=== Extrait du texte ===
La plus secrète mémoire des hommes
de Mohamed Mbougar Sarr
****+
PRIX GONCOURT 2021
Citation:"Ça parle de quoi? (Cette question incarne le Mal en littérature)"
Ce n'est pas moi qui le dis, c'est l'auteur, et ça m'arrange bien de le citer (même si je ne suis pas absolument convaincue de la justesse de la déclaration) car il est un peu compliqué de dire en quelques phrases de quoi parle ce roman. Ce qui ne va pas m’empêcher d'essayer.
C'est l'histoire d'un jeune écrivain sénégalais (Diegane Faye) qui est fasciné par un autre auteur sénégalais de deux générations son aîné (T.C. Elimane), qui a écrit un roman unanimement célébré en France avant d'être tout aussi unanimement condamné et méprisé pour plagiat. Elimane n'a jamais répondu aux accusations et a purement et simplement disparu à la suite du scandale. Il n'a jamais publié d'autre livre. Pourtant, le premier était exceptionnel:
"A la fin de sa lecture, la sidération dura une longue minute silencieuse, puis les débats s'ouvrirent dans le fracas. On débattit avec rage et outrance. On fut de mauvaise foi, on jura."
Diégane finit par rencontrer une femme qui l'a connu mais a surtout connu une autre femme (la poétesse haïtienne) qui fut très proche d'Elimane. Mais même ainsi, la piste, déjà froide, n'est pas facile à remonter et il faudra bien du temps et des recherches pour savoir ce qu'est devenu le "Rimbaud nègre". Cette quête l'amènera à beaucoup réfléchir (et nous avec) sur ce qu'est la littérature et ce qu'est être écrivain.
=== Données fournies ===
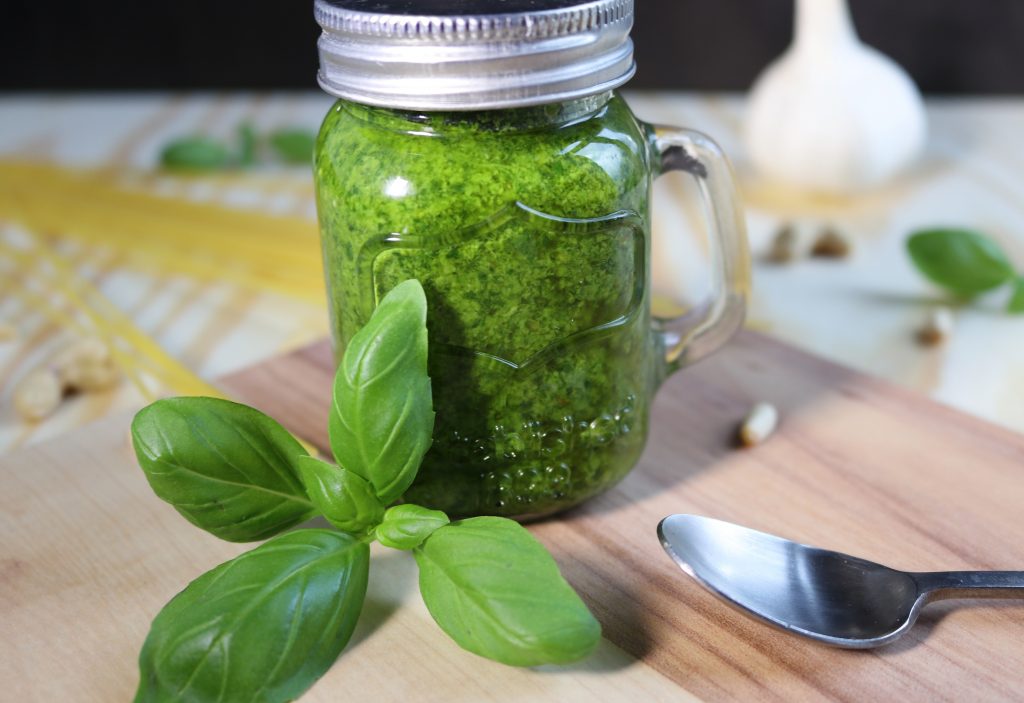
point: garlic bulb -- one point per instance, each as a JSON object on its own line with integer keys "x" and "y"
{"x": 833, "y": 115}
===
Dans la critique du roman de Mohamed Mbougar Sarr, de quoi T.C. Elimane a-t-il été accusé ? Répondez en une phrase, s'il vous plaît.

T.C. Elimane a été accusé de plagiat.